## TASK INPUT:
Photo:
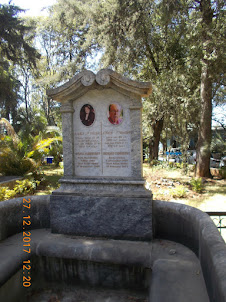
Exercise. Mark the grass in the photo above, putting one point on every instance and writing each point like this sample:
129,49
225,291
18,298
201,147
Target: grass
169,184
172,185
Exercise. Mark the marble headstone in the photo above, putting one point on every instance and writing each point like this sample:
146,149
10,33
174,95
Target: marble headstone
102,192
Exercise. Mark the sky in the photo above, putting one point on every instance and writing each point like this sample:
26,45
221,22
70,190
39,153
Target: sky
34,7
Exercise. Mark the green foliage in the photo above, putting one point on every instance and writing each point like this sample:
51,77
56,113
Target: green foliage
197,185
16,154
25,186
178,192
219,144
223,172
22,187
6,193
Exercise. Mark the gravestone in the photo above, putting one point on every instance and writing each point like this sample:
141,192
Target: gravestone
102,192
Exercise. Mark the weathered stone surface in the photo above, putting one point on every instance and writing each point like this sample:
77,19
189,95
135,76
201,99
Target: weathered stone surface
177,281
102,192
101,148
110,217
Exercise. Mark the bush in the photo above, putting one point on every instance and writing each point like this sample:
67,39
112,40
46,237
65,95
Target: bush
12,164
25,186
6,193
178,192
197,185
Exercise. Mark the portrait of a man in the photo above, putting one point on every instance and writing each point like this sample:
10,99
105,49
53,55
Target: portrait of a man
115,114
87,115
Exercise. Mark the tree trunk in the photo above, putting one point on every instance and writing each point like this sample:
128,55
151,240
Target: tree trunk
154,141
205,135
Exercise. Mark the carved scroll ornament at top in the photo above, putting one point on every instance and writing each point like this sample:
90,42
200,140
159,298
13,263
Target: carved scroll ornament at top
103,77
88,78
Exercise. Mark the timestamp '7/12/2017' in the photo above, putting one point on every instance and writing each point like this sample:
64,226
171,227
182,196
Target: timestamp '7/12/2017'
26,242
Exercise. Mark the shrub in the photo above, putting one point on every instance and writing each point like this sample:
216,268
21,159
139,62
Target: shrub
25,186
6,193
178,192
197,185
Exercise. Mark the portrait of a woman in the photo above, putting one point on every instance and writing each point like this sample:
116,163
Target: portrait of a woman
87,115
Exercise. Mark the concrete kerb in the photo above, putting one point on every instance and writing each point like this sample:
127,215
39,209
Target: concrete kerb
11,214
172,221
195,229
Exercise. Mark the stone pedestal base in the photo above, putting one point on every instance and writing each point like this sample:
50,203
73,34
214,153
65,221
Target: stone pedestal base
112,209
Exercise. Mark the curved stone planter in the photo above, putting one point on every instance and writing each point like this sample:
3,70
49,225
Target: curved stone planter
175,222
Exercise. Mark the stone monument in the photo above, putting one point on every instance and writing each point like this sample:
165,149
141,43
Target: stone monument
102,192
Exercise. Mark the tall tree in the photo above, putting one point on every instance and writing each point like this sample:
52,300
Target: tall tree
15,49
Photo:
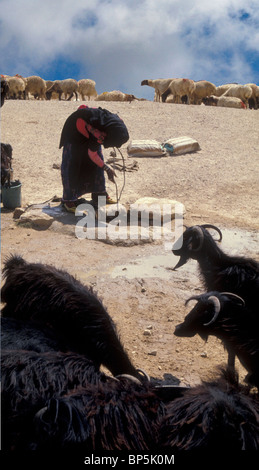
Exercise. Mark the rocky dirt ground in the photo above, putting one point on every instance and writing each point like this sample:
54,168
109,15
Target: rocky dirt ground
217,185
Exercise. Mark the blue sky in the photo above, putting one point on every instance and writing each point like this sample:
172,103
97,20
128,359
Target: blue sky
119,43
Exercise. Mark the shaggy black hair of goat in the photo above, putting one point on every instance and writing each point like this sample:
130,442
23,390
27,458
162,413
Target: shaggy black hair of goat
235,325
220,271
54,298
118,415
29,336
29,379
220,415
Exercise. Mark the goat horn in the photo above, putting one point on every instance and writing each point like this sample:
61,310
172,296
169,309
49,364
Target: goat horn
235,296
215,228
213,299
200,233
194,297
144,373
130,377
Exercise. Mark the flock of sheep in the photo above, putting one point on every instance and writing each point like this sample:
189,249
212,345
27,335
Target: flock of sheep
177,90
22,88
56,334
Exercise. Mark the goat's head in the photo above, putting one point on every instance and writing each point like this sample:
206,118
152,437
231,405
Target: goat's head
203,318
193,242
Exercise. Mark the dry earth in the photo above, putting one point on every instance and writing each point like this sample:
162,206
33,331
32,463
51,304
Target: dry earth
218,185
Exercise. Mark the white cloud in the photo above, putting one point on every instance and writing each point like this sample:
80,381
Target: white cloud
119,43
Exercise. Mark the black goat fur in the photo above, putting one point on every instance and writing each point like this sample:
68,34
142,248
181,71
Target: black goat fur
119,416
236,326
219,271
216,415
55,299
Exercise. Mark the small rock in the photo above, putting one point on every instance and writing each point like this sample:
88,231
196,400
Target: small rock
204,354
18,212
152,353
147,333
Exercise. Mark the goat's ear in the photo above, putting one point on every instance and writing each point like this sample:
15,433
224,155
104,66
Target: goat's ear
54,418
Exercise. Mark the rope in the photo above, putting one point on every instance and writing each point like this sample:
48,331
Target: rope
118,196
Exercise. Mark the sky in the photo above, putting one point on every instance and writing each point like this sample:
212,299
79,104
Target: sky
119,43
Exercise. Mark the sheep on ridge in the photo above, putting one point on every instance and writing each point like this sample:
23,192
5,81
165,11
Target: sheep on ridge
202,90
68,87
86,88
160,85
224,101
243,92
180,87
35,86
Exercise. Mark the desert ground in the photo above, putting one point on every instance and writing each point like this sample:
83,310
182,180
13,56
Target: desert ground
217,184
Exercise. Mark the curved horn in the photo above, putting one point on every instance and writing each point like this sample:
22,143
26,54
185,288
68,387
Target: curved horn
143,373
194,297
213,299
214,228
129,377
198,230
235,296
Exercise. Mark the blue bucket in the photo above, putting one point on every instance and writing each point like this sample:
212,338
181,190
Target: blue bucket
11,197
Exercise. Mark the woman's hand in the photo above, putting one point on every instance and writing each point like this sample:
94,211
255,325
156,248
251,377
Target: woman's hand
110,173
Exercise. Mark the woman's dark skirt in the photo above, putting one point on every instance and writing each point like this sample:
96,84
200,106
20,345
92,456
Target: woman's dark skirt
79,174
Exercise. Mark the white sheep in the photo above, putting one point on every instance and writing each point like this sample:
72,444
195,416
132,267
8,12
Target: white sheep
16,87
255,94
243,92
224,101
36,86
202,89
221,89
86,87
180,87
68,87
115,95
159,84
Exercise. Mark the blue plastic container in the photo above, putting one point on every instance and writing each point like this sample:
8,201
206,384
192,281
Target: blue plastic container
12,197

## PROBLEM TO WORK ON:
Each line of the data is to be duplicated exactly; pictures stay out of the copy.

## FINAL RESULT:
Photo:
Exercise. Mark the grass in the photo above, putting one point on every instance and writing each point like this sample:
129,49
225,291
18,298
201,147
Target: grass
169,184
172,185
Exercise. Mark the marble headstone in the photo above, putting one point on every instance and writing each point like this sample:
146,149
10,33
174,95
Target: marble headstone
102,192
Exercise. Mark the sky in the photo above, putting one point on every instance and writing each point like this sample:
26,45
221,22
70,190
39,153
Target: sky
34,7
Exercise. Mark the green foliage in the photo above, putting one point on every instance and writing each point like this sample:
51,77
56,113
Target: green foliage
197,185
16,154
25,186
178,192
219,144
223,172
22,187
6,193
Exercise. Mark the gravestone in the photo above, putting one point on every instance and writing each point like this sample:
141,192
Target: gravestone
102,192
Exercise. Mark the weathered stone surface in the photo above, putting one point on every instance and writing each point like this sample:
77,19
189,95
135,76
201,99
Target: weathered stone surface
177,281
102,192
101,148
110,217
Exercise. Mark the bush in the photo above, putting one point on every instance and writing each point like this sample:
67,39
112,40
46,237
65,95
Target: bush
12,164
25,186
6,193
178,192
197,185
Exercise. Mark the portrait of a man in the photo above, putting one point on every instance and writing each point like this sample:
10,99
105,49
53,55
Target: portrait of a man
115,114
87,115
Exercise. Mark the tree trunk in the photo above, putting one point on every instance and writing each point like this sample:
128,55
151,240
Target: tree trunk
154,141
205,135
Exercise. Mark the carved scroll ornament at top in the photo above, putting one point on every instance and writing each point like this sample:
90,42
200,140
159,298
13,263
Target: carved scroll ornament at top
103,77
88,78
Exercise. Mark the timestamp '7/12/2017' in the photo above, putting one point on every instance and writing each point like this sample:
64,226
171,227
182,196
Target: timestamp '7/12/2017'
26,242
Exercise. Mark the shrub in the photo above, putting one point on every instance and writing each point like this sample:
216,268
21,159
139,62
Target: shrub
25,186
6,193
178,192
197,185
Exercise. Mark the portrait of a woman in the photo above, putting one point on every instance and writing each point like this sample:
116,163
Target: portrait of a woman
87,115
Exercise. Mark the concrete kerb in the photo above, putting one point on every instance and writing each point like this sample:
127,215
39,209
Target: concrete kerb
11,214
172,221
195,229
Exercise. Mark the stone pedestal base in the photo above, putting one point on every instance and writing each point like this sample:
50,203
73,34
214,153
65,221
Target: stone pedestal base
112,209
Exercise. Mark the curved stone planter in the photo above, putting one point on every instance and writing each point like this sample:
3,70
49,225
Target: curved stone planter
175,222
Exercise. Mark the stone monument in the photo above, putting one point on every instance and writing each point like this sample:
165,149
141,43
Target: stone monument
102,192
Exercise. Mark the tall tree in the photo above, putting one point on every instance and writing each point like this sample:
52,300
Target: tall tree
15,49
Photo:
Exercise. Mark the rocky dirt ground in the photo above, putting one point on every instance and writing each point like this sample:
54,168
109,15
Target: rocky dirt ground
217,185
Exercise. Mark the blue sky in the photo above, putting one point on every instance and writing each point like this sample:
172,103
97,20
128,359
Target: blue sky
119,43
Exercise. Mark the shaggy black hair of goat in the photo above, putting one point on every instance and writing each point like this sample:
130,442
23,390
27,458
162,413
Target: shaggy black hair of goat
235,325
220,271
54,298
118,415
29,336
29,379
220,415
Exercise. Mark the goat horn in the photo above, putting one point on every instance and writing each point like this sample:
61,310
172,296
169,309
49,364
Target: goat horn
235,296
215,228
213,299
200,233
194,297
144,373
130,377
Exercise. Mark the flock of sheep in the photo above, putting one point on every instance and writing each point like this sample:
189,249
212,345
27,335
Target: flock of sheep
177,90
22,88
56,334
Exercise. Mark the goat's head in the photo above, putting one point on every instance and writing each point like this sample:
206,118
152,437
231,405
Target: goat's head
203,318
193,242
Exercise. Mark the dry earth in the photo above, putting one point on every instance and writing each point like this sample:
162,206
33,331
32,463
51,304
Target: dry earth
218,185
Exercise. Mark the white cloud in the photo above, putting one point on every instance and writing each point like this sample:
80,381
Target: white cloud
119,43
Exercise. Mark the black goat fur in the photo above, putting one point on every instance and writing each point like this sample:
68,34
142,248
181,71
Target: black goat fur
119,416
236,326
219,271
216,415
55,299
Exercise. Mark the small rock in the photo above, putting one point on every instance and writing each point like this sample:
88,231
196,400
Target: small rock
204,354
18,212
152,353
147,333
Exercise. Mark the goat's ear in the photo above, putting one point on every instance and writing each point like this sample:
15,433
224,155
104,66
Target: goat's ear
54,418
Exercise. Mark the rope in the photo above, putting one point on every instance and writing each point like this sample:
48,331
Target: rope
118,196
Exercise. Mark the sky in the photo above, putting one point on every instance and writing each point like this sample:
212,299
79,104
Target: sky
119,43
Exercise. Mark the sheep on ridge in the photo above, putting one point on every instance and writing each point like this sample:
23,192
5,81
165,11
Target: sheep on ridge
202,90
68,87
86,88
160,85
224,101
243,92
180,87
35,86
Exercise. Mark the desert ground in the photo above, putting one point on every instance and writing each point like this sample:
83,310
182,180
13,56
Target: desert ground
217,184
Exercise. Mark the curved horn in the photo above, putting one point on every instance and writing each point like this sample:
22,143
26,54
185,288
68,387
Target: curved horn
143,373
194,297
213,299
214,228
129,377
198,230
235,296
Exercise. Mark the blue bucket in the photo above, putting one point on every instance and writing each point like this sample:
212,338
181,190
Target: blue bucket
11,197
Exercise. Mark the woman's hand in the photo above, putting one point on every instance and writing each point like this sample:
94,211
255,325
156,248
251,377
Target: woman's hand
110,173
Exercise. Mark the woman's dark skirt in the photo above, putting one point on every instance and writing each point like this sample:
96,84
200,106
20,345
92,456
Target: woman's dark skirt
79,174
Exercise. Mark the white sheep in the photo above, putting one point on every instance and writing each point like this sample:
72,444
195,416
132,267
8,12
Target: white sheep
16,87
255,94
243,92
224,101
36,86
202,89
221,89
86,87
180,87
68,87
115,95
159,84
Exercise. Mark the blue plastic container in the photo above, putting one point on every instance and writing each point like this sample:
8,201
206,384
192,281
Target: blue plastic container
12,197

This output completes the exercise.